> [What needs to be done]: The lines below that include the word "flower" are to be reported.

> [Input]:
= = = = =

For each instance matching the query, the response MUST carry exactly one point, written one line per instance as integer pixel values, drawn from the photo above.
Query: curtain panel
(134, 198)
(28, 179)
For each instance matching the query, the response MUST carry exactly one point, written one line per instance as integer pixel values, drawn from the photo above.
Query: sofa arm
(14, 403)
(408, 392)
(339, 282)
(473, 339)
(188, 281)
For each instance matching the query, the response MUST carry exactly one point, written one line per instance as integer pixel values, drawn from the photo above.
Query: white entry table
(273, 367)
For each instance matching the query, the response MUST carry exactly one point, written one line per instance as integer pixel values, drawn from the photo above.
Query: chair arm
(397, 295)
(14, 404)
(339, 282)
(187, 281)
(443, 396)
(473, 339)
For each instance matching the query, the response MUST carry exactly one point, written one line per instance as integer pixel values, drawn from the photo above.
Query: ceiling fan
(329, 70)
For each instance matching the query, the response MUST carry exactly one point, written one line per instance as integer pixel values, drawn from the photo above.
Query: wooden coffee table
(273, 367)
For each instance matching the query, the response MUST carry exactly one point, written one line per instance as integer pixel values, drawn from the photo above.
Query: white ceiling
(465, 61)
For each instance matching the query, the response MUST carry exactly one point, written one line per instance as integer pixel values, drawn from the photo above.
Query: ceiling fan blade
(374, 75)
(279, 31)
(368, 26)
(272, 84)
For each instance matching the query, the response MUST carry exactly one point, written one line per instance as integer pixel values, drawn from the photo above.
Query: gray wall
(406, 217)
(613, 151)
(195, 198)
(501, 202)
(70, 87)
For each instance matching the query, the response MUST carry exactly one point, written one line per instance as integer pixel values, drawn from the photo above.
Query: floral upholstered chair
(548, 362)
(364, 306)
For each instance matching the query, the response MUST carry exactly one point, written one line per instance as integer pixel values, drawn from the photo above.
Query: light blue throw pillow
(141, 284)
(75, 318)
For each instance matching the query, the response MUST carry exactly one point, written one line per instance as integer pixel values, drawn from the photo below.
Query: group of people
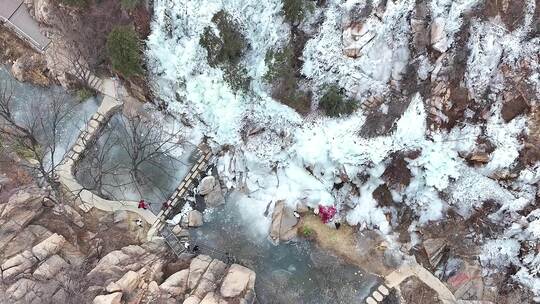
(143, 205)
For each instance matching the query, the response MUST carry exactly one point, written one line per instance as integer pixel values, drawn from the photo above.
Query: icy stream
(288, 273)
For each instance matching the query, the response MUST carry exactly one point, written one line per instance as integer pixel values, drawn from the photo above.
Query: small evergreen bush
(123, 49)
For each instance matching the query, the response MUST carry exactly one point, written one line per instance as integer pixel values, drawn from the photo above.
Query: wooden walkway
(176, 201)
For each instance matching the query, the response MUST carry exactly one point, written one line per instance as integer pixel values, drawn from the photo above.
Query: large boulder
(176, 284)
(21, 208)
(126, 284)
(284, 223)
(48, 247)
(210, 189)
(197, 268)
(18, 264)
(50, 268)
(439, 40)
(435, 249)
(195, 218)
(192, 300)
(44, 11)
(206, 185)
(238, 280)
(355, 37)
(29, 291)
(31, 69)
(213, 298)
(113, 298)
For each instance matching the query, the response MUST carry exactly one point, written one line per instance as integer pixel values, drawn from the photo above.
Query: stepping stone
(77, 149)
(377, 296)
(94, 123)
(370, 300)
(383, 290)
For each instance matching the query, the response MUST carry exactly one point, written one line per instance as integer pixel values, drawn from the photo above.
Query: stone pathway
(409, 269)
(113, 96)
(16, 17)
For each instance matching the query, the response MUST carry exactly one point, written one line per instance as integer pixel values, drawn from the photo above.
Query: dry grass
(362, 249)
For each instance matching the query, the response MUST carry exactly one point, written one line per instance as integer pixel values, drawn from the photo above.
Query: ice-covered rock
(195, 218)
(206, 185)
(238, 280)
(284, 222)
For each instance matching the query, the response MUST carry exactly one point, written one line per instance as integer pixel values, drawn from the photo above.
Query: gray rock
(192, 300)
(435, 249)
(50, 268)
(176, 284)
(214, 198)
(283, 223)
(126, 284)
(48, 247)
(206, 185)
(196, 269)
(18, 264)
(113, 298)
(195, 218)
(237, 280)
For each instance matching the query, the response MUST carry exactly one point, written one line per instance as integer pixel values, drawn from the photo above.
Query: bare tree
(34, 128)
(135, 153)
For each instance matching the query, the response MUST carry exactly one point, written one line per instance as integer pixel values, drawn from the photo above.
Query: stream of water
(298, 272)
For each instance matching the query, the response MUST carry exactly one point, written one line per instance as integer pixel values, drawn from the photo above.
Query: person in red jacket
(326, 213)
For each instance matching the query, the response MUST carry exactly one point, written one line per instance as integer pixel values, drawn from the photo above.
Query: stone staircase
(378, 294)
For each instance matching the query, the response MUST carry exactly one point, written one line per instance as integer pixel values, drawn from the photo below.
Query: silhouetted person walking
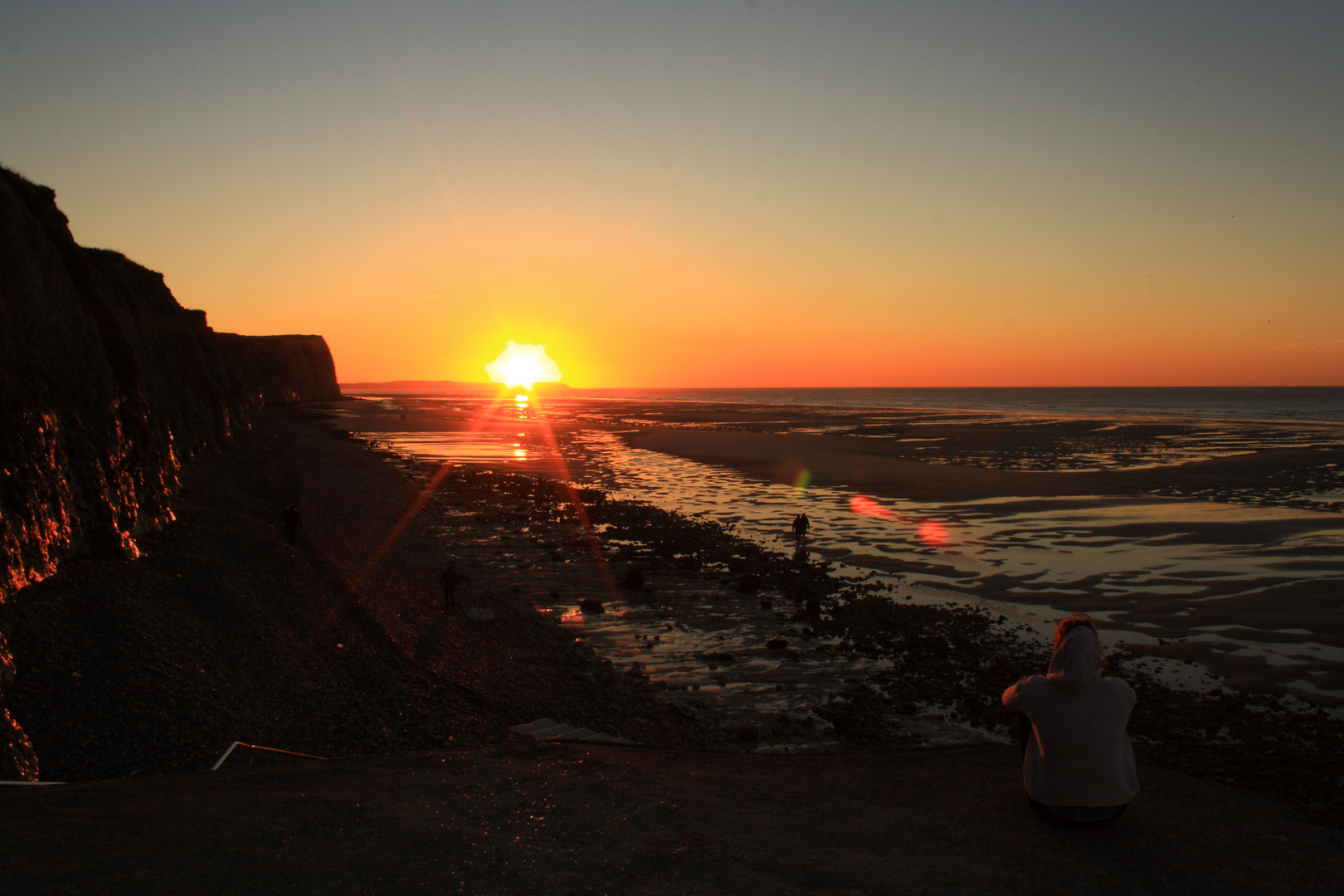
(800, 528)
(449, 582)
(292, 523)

= = = = =

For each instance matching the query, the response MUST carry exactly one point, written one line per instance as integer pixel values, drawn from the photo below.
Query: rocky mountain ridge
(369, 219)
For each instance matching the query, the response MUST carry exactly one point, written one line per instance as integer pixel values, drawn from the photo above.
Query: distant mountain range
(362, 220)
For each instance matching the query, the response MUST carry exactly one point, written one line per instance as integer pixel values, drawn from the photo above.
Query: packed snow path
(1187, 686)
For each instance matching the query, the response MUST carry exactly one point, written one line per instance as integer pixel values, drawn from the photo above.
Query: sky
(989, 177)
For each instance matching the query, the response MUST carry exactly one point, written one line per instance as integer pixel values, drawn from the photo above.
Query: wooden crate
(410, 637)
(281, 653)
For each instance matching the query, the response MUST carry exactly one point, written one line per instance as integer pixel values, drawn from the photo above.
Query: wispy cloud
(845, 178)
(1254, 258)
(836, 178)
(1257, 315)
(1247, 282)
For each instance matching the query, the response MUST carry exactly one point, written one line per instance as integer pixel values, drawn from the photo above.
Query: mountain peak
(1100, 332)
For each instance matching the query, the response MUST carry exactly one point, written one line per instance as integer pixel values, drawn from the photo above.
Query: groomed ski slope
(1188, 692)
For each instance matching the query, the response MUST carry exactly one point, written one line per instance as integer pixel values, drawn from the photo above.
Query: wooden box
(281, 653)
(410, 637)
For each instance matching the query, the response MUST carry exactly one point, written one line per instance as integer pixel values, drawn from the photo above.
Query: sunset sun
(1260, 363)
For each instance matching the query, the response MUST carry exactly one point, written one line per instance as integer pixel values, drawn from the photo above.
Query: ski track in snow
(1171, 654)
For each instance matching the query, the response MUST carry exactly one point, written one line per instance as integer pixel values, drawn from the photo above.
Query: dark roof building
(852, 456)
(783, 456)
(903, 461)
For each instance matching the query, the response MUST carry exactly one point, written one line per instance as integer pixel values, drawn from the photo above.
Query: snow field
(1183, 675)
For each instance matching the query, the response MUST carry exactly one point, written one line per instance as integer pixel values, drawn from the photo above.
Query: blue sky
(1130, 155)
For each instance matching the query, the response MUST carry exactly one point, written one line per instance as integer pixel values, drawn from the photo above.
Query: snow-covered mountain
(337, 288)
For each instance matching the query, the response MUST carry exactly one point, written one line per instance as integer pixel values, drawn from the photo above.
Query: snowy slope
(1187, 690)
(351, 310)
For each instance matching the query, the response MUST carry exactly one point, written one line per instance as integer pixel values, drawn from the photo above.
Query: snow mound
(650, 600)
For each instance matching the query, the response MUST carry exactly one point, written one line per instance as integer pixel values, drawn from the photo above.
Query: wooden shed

= = = = =

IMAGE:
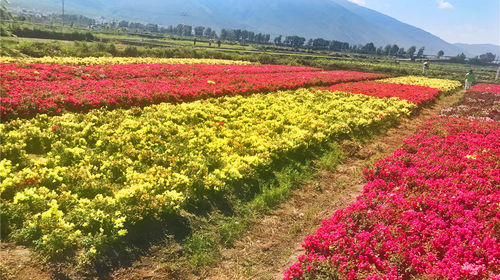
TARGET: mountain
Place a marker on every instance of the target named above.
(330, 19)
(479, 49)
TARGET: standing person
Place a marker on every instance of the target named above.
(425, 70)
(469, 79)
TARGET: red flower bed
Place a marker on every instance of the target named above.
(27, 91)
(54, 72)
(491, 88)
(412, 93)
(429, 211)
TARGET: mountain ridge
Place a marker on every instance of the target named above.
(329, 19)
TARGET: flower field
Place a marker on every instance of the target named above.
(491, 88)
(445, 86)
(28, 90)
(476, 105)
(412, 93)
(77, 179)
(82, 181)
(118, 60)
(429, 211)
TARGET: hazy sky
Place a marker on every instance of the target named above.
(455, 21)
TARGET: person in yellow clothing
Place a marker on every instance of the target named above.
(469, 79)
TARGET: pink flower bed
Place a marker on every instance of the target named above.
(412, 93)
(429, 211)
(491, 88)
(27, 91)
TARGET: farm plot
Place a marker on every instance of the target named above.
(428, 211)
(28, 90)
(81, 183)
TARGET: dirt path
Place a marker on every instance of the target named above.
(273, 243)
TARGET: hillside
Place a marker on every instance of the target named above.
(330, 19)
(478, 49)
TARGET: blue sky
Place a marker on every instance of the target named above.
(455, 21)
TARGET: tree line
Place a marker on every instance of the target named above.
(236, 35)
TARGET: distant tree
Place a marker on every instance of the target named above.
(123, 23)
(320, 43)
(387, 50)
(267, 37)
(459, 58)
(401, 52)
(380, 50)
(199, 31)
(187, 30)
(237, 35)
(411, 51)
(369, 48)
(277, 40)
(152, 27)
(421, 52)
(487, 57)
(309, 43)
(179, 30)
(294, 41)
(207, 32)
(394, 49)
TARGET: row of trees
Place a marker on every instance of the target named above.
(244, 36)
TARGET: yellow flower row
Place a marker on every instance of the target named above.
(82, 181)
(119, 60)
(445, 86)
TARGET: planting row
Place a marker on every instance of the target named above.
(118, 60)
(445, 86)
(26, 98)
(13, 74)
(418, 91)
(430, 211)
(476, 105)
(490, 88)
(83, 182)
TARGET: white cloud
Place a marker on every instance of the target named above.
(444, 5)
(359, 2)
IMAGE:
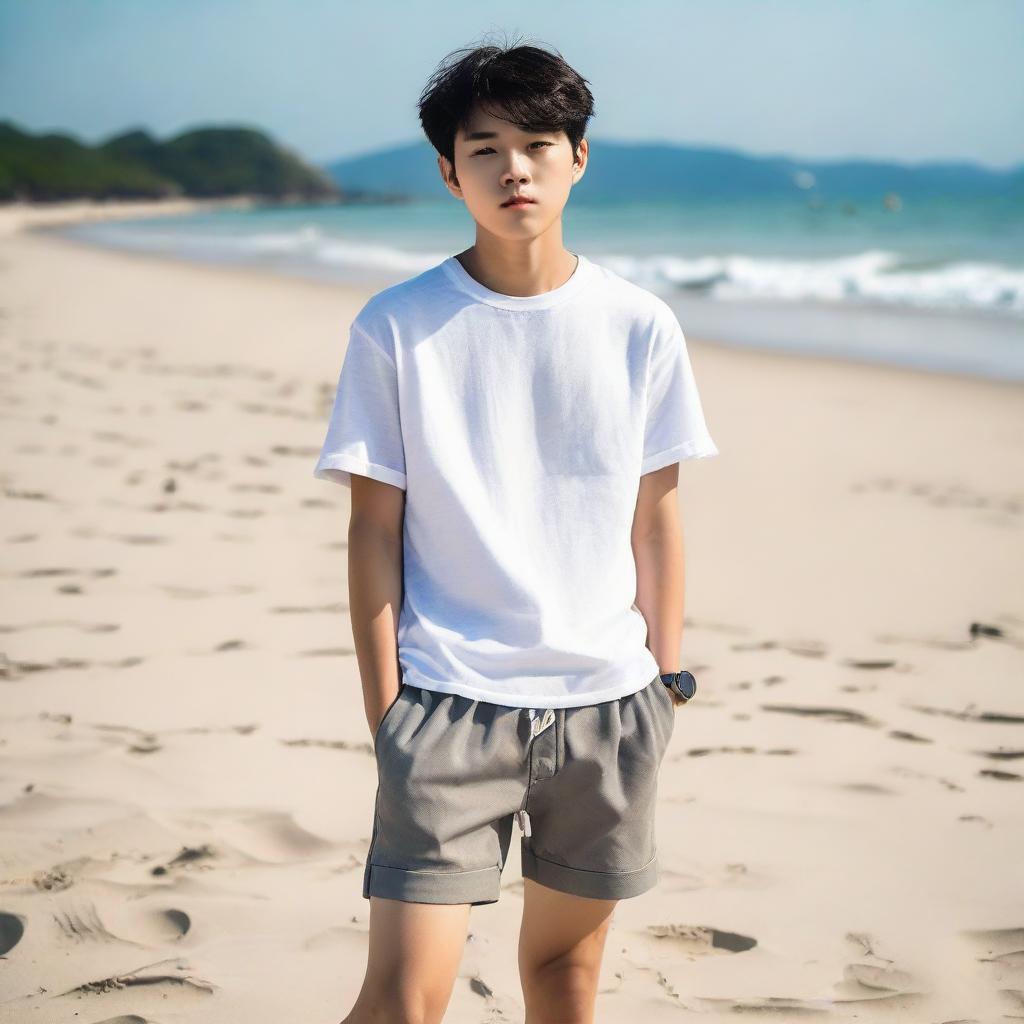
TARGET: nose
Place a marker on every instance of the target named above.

= = = = =

> [Answer section]:
TARGET: red flower bed
TARGET: flower field
TARGET: pink flower bed
TARGET: yellow flower row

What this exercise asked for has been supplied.